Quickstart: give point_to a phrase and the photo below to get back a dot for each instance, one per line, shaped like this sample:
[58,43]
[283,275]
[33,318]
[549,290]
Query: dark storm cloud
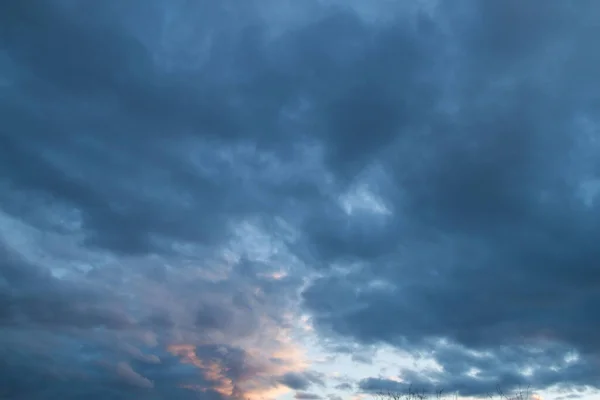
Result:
[302,381]
[170,170]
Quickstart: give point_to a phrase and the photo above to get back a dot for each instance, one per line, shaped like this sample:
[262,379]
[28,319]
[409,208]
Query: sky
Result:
[309,200]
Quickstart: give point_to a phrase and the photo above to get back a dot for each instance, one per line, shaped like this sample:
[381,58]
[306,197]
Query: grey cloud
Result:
[306,396]
[488,242]
[151,153]
[302,381]
[344,386]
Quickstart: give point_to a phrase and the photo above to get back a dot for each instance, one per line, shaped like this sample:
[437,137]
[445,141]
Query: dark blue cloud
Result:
[173,174]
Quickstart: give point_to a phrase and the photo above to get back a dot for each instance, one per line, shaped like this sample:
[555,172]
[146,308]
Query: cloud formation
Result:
[181,182]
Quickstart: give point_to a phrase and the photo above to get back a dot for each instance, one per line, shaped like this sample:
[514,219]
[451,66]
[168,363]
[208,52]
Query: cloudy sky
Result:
[285,199]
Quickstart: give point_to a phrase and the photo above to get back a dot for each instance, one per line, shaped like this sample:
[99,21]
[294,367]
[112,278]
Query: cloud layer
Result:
[181,182]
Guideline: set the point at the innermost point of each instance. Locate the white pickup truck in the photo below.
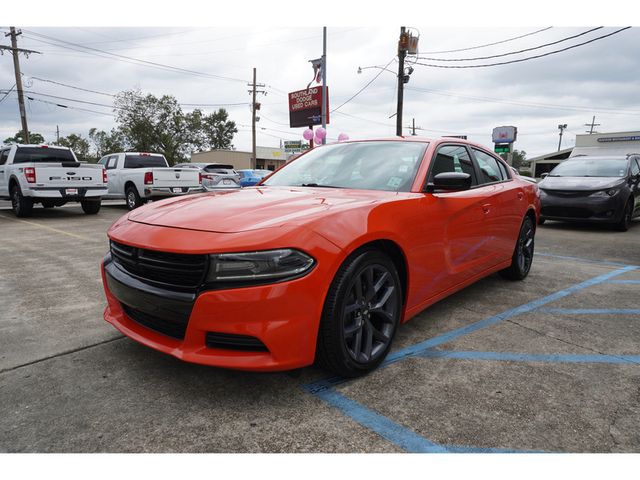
(138, 177)
(49, 175)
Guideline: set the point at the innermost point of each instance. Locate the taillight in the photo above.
(30, 174)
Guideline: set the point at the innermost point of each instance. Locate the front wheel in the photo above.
(361, 315)
(21, 205)
(90, 207)
(522, 257)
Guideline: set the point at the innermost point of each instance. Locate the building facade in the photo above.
(268, 158)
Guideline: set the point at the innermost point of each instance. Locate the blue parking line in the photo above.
(591, 311)
(404, 438)
(585, 260)
(525, 357)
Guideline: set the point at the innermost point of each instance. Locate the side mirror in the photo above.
(450, 182)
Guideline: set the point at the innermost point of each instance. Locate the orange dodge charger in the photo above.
(322, 260)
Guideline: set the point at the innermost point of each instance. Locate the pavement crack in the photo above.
(61, 354)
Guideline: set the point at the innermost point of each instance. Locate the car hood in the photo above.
(580, 183)
(253, 208)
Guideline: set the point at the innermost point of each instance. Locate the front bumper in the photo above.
(163, 192)
(283, 317)
(583, 208)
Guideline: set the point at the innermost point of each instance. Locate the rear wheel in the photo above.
(90, 207)
(625, 222)
(361, 315)
(21, 205)
(522, 257)
(133, 198)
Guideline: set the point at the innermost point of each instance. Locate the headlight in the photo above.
(605, 193)
(258, 267)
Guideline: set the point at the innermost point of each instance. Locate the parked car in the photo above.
(138, 177)
(320, 261)
(52, 176)
(603, 189)
(215, 175)
(250, 177)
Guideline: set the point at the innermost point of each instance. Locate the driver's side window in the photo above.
(452, 158)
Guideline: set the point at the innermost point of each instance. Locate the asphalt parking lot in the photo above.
(551, 364)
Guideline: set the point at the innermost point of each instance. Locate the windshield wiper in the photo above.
(318, 185)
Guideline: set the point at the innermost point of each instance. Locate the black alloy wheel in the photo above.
(522, 257)
(625, 222)
(361, 314)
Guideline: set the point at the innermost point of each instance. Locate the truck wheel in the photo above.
(133, 198)
(22, 206)
(91, 207)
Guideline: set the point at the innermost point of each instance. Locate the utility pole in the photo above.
(402, 53)
(16, 67)
(254, 106)
(561, 127)
(592, 124)
(324, 81)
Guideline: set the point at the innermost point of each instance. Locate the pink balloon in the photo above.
(308, 134)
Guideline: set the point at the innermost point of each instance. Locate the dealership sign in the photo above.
(506, 134)
(305, 107)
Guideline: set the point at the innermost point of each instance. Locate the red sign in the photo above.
(305, 107)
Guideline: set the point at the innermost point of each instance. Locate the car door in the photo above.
(4, 155)
(459, 219)
(504, 203)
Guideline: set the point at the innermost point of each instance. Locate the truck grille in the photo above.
(185, 271)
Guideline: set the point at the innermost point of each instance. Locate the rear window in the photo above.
(43, 155)
(144, 161)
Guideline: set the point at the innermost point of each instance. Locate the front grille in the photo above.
(566, 212)
(229, 341)
(172, 269)
(174, 329)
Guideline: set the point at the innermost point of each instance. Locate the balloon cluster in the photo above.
(320, 134)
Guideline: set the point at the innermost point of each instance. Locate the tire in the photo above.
(90, 207)
(132, 197)
(625, 222)
(522, 257)
(22, 206)
(361, 314)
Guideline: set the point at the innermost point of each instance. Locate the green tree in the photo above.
(34, 138)
(151, 124)
(78, 144)
(105, 143)
(519, 156)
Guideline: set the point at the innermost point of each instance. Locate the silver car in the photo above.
(215, 176)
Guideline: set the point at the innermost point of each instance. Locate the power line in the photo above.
(488, 44)
(131, 59)
(524, 59)
(511, 53)
(363, 88)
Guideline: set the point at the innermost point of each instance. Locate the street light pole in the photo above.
(402, 53)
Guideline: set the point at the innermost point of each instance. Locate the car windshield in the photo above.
(591, 167)
(376, 165)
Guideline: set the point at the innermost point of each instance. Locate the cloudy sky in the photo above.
(89, 64)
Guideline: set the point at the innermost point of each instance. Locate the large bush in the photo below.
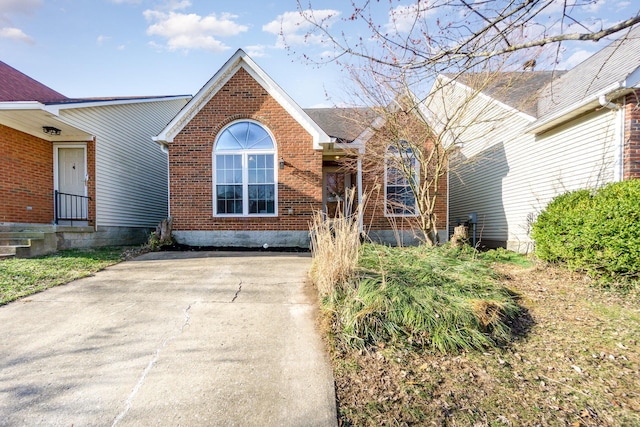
(594, 231)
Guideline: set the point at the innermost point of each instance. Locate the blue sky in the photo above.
(86, 48)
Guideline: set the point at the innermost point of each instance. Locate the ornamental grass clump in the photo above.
(439, 299)
(335, 245)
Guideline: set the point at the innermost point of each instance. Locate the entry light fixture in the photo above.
(50, 130)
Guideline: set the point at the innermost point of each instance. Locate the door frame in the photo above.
(56, 171)
(348, 184)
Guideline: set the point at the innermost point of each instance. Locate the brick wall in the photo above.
(631, 149)
(26, 179)
(91, 184)
(373, 177)
(190, 160)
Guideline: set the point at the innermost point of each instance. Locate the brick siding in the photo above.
(190, 162)
(26, 163)
(299, 183)
(631, 149)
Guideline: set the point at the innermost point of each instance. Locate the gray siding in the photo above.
(131, 170)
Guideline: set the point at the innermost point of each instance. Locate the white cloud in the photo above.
(576, 58)
(102, 39)
(15, 34)
(257, 50)
(191, 31)
(24, 7)
(296, 28)
(403, 18)
(593, 6)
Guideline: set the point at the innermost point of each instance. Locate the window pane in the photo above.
(229, 199)
(261, 199)
(233, 194)
(261, 168)
(243, 135)
(226, 141)
(257, 137)
(401, 173)
(227, 171)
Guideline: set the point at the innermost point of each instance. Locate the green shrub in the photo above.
(597, 232)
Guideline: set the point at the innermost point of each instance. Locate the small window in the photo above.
(244, 171)
(401, 177)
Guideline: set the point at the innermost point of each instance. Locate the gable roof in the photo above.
(608, 74)
(17, 86)
(343, 124)
(241, 60)
(519, 89)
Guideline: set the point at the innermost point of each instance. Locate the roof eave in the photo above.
(572, 111)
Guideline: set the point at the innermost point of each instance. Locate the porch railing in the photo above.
(71, 207)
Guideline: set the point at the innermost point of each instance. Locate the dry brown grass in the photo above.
(335, 245)
(576, 363)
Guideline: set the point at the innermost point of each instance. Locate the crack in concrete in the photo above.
(237, 292)
(152, 362)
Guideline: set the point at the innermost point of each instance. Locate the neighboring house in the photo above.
(78, 172)
(528, 137)
(248, 167)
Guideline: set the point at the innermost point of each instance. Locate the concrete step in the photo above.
(12, 238)
(25, 244)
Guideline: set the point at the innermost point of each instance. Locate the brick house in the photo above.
(78, 172)
(249, 167)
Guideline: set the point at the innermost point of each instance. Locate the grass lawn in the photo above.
(22, 277)
(573, 357)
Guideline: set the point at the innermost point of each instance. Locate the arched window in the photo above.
(244, 172)
(401, 178)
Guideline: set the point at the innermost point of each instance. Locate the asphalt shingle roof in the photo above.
(611, 64)
(345, 124)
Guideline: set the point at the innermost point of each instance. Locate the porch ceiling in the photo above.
(31, 121)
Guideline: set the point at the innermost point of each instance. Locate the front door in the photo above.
(335, 189)
(71, 182)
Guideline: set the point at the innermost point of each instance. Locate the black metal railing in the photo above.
(71, 207)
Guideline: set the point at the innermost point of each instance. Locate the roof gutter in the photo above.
(600, 99)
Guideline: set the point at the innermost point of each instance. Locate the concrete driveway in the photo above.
(172, 338)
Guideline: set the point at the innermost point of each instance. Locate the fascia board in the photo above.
(572, 110)
(55, 108)
(241, 60)
(273, 89)
(21, 105)
(200, 99)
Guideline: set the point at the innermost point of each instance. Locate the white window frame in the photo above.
(245, 153)
(391, 156)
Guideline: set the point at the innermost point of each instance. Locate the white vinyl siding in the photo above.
(131, 170)
(507, 176)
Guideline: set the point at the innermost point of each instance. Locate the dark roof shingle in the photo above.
(344, 124)
(610, 65)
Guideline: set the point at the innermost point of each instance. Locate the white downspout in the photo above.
(618, 144)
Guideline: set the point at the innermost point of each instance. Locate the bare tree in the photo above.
(413, 142)
(489, 45)
(456, 36)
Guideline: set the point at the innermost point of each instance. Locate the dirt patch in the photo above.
(576, 362)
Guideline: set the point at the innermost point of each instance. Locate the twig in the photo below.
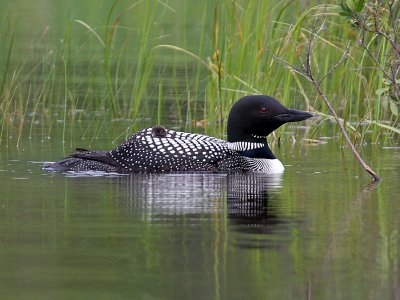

==============================

Task
Scan the material for lines with the word "Query", and copy each line you find.

Expected answer
Query: dark storm cloud
Query: sky
Query: grey cloud
Query: dark blue cloud
Query: cloud formation
Query: cloudy sky
Query: cloud layer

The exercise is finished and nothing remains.